— START Stored records —
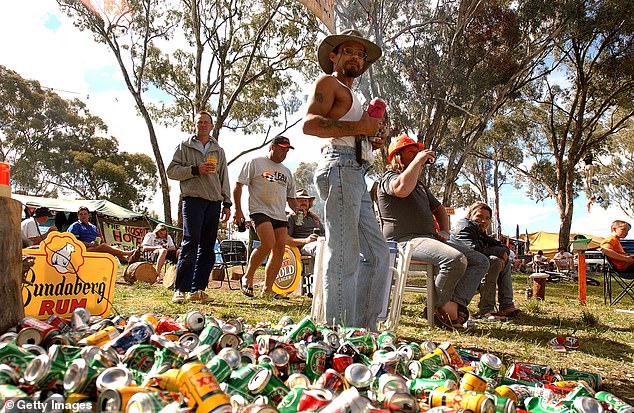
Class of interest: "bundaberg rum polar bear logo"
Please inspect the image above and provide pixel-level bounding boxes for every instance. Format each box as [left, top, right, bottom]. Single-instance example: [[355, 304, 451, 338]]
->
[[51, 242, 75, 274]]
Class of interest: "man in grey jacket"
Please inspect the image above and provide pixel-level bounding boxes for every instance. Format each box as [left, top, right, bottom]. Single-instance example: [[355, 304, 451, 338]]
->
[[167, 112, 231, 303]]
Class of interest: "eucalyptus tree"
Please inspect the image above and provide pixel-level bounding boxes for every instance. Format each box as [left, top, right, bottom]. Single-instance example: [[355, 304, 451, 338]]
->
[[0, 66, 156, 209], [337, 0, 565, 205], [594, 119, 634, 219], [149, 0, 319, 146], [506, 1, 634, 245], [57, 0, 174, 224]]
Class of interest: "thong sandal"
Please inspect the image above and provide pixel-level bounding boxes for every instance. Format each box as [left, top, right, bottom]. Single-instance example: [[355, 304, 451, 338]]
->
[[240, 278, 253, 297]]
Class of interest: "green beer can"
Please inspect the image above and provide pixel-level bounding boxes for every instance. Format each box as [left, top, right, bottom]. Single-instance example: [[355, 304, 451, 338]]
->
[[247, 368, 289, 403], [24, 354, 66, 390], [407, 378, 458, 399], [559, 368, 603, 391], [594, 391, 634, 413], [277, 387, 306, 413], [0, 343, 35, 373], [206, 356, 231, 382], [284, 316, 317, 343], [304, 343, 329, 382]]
— END Stored records —
Copy all of the data above word for word, without the pictures.

*Reply:*
Class of interest: "bundaberg rum polar bear logo"
Please inspect the image above and provide pixel-level bounding boxes for every instance. Format each box as [left, top, right, bottom]. Single-instance example: [[355, 304, 451, 338]]
->
[[51, 242, 75, 274]]
Class of interest: "man in grey jacket"
Please inspect the image above and provide pixel-level bounding boxes for every instance. Format each box as [left, top, right, bottom]. Single-instance example: [[355, 304, 451, 338]]
->
[[167, 112, 231, 303]]
Class of interest: "eucalyptus tree"
Please inspect the image above and provide pixel-level bounding boxes for every instance. Format each box as [left, top, right, bottom]. Single-instance example: [[355, 304, 451, 338]]
->
[[0, 66, 156, 209], [337, 0, 565, 205], [594, 119, 634, 219], [149, 0, 319, 146], [506, 1, 634, 245], [57, 0, 174, 224]]
Class of interest: "thong sandal"
Please inspect the image above and provide pixel-level bounding boxes for every instance. Format each box as [left, top, right, bottom]. Single-instance example: [[355, 304, 451, 338]]
->
[[240, 278, 253, 297]]
Class of interest: "green beer can"
Please inspect the image above and provide pixel-level bounding boxes for every instance. Format each box as [left, top, right, bottom]. Single-instance example: [[355, 304, 451, 338]]
->
[[247, 368, 289, 403], [24, 354, 66, 390], [407, 378, 458, 399], [559, 368, 603, 391], [594, 391, 634, 413], [277, 387, 306, 413], [0, 343, 35, 373], [206, 356, 231, 382], [284, 316, 317, 343], [304, 343, 329, 382]]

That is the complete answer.